→ WORKING DATA

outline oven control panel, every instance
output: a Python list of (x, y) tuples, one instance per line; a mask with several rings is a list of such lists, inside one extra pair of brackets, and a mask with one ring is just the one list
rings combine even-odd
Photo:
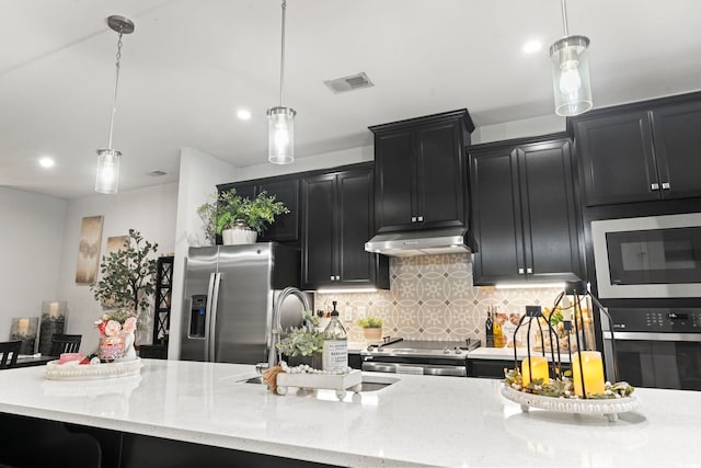
[(613, 319), (613, 332), (701, 333), (701, 309), (698, 308), (610, 308), (608, 310)]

→ EXERCISE DESCRIPTION
Please edit the rows above by swapping every "instance" for "occurrence" and keeping everything else the same. Write the rows out again without the pictures.

→ FINAL RESULT
outline oven control panel, every occurrence
output: a Python list of (x, y) tuples, one occurrence per line; a mask with several rings is a list of such lists, inside one extra pair of brackets, and a mask with one ring is just the one list
rings combine even-odd
Photo:
[(613, 319), (613, 332), (701, 333), (701, 309), (698, 308), (610, 308), (608, 310)]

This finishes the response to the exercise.